### Activity
Select, from the data, each line where "write" occurs.

### Data extracts

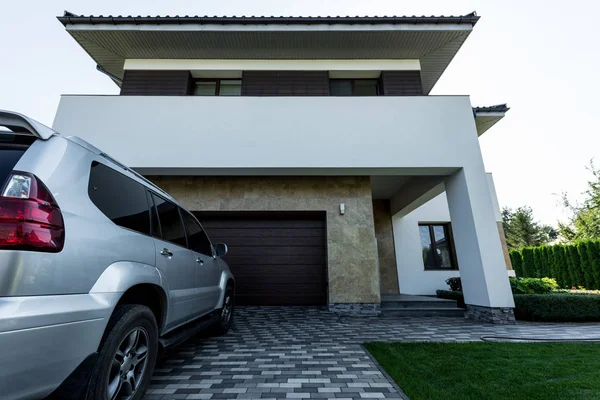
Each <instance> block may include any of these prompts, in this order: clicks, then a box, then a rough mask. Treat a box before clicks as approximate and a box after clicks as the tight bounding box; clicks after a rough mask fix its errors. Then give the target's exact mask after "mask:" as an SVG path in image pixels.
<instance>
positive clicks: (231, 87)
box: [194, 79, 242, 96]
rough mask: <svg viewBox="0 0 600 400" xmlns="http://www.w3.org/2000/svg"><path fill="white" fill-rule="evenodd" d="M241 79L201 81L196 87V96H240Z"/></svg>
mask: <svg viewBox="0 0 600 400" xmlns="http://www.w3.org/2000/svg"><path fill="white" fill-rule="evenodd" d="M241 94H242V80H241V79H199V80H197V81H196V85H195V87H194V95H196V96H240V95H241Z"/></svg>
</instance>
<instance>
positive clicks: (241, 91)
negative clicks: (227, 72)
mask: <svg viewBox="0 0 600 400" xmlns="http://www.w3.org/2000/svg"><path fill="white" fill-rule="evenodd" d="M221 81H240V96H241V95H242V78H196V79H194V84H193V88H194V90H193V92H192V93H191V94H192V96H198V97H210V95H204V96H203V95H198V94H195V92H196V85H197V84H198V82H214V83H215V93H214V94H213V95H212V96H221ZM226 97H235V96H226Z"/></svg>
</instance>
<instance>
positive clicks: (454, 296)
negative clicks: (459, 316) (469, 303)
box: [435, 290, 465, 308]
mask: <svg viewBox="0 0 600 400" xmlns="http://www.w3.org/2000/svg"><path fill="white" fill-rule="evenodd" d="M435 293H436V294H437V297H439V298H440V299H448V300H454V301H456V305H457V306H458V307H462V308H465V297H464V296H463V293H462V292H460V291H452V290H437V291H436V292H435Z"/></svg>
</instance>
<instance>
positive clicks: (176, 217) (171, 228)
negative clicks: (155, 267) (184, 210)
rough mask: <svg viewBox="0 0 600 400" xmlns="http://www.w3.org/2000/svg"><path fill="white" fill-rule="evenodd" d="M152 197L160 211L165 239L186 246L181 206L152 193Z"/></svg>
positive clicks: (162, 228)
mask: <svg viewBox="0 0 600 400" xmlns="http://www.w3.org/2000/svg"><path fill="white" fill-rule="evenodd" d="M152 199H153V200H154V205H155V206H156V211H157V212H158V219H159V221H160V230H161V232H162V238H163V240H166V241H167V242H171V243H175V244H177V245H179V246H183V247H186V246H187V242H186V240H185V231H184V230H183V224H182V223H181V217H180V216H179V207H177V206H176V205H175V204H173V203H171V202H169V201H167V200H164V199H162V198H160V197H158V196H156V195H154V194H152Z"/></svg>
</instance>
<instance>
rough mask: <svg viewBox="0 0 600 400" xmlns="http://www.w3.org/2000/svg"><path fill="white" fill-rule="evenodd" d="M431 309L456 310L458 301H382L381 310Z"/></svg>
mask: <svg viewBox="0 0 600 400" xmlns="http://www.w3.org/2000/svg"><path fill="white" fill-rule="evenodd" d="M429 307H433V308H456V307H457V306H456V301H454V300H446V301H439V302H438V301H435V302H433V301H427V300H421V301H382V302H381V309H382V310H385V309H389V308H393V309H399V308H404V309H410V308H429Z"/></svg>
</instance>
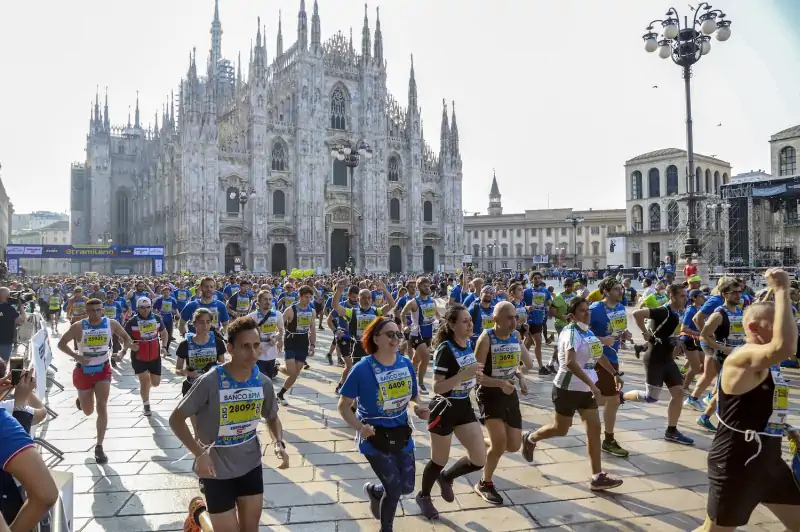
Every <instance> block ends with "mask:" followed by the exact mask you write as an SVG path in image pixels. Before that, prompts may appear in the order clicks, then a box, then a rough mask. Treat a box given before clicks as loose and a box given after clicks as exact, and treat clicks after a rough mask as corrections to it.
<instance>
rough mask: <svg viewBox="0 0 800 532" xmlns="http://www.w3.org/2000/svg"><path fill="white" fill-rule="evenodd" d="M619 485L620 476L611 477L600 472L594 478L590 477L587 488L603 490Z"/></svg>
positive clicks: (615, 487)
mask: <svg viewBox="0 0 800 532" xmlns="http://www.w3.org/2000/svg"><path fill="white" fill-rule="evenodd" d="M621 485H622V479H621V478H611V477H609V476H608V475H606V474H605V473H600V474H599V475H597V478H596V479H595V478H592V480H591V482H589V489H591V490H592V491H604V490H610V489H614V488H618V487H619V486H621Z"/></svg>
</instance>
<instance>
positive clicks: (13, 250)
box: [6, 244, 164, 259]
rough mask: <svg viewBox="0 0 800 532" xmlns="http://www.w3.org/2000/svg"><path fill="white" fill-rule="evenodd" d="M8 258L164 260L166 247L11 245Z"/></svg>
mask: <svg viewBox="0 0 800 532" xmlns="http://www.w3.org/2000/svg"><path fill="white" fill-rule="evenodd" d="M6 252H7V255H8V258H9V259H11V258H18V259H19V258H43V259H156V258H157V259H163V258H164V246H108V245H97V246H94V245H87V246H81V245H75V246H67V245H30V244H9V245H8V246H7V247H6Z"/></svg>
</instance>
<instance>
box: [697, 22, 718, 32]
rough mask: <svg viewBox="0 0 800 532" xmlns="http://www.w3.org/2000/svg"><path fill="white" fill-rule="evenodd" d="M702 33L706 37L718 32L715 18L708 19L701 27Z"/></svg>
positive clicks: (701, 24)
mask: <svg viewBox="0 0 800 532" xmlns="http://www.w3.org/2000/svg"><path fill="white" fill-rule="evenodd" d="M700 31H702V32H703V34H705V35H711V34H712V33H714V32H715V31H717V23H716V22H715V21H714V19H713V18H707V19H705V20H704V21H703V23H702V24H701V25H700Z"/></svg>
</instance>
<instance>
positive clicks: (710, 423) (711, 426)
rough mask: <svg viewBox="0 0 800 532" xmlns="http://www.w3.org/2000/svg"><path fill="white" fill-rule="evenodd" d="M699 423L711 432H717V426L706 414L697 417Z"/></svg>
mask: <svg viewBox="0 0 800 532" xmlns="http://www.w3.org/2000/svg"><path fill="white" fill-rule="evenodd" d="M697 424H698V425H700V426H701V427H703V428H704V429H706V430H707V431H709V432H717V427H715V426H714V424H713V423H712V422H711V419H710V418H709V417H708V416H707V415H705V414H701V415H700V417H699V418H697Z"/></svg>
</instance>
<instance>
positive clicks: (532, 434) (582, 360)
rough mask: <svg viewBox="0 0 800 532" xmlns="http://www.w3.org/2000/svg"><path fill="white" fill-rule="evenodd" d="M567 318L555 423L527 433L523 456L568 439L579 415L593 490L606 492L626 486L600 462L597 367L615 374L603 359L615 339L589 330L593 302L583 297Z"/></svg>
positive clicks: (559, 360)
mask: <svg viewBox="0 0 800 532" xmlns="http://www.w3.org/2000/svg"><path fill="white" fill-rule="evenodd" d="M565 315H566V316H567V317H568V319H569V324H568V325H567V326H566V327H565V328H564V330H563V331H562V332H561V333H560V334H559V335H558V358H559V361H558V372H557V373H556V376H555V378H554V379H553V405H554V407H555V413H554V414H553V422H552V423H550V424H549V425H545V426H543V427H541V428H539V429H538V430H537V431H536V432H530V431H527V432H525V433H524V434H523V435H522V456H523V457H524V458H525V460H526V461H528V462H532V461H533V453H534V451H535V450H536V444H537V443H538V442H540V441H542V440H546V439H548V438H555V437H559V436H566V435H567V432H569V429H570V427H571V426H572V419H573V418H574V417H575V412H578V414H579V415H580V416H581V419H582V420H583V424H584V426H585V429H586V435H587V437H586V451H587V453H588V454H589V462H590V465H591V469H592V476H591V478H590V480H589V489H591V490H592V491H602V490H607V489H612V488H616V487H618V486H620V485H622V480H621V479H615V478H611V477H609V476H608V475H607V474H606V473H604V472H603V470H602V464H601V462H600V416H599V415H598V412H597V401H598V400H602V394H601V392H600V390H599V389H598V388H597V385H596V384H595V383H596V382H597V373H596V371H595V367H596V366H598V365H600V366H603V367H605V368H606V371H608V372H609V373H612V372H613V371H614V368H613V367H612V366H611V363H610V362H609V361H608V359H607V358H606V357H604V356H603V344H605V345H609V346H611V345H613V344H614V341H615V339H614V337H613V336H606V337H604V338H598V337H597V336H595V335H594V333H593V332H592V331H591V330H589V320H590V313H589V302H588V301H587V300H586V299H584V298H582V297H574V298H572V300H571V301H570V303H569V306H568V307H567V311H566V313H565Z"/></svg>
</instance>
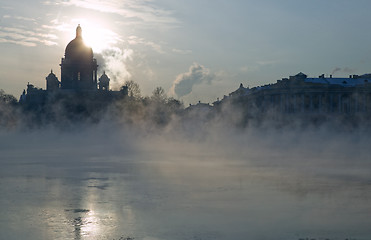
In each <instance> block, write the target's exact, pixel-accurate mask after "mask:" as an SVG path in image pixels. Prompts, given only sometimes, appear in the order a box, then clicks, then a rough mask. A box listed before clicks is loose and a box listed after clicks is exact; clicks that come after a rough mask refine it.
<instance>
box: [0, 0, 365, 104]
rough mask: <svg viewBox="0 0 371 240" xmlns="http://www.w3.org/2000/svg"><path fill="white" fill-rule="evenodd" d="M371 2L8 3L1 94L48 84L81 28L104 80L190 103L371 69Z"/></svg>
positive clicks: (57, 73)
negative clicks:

### Task output
Every <instance> block ends with "mask:" followed by the exact mask you write as an SVG path in image pixels. Before that, prompts may appear in the order clicks, then a box, then a rough mask. Treat a box given before clicks as loose and a box given after clicks as exact, and treat clicks after a rough mask as corrections to it.
In each <instance> block, write the target's exact, pixel-accurate mask after "mask:" as an SVG path in image pixels. Prompts, given only sometimes, appear in the order a box, then clicks, then a rough mask. A box listed before clicks is loose and a box listed after clicks is exact; clicks that come after a rough mask refine it.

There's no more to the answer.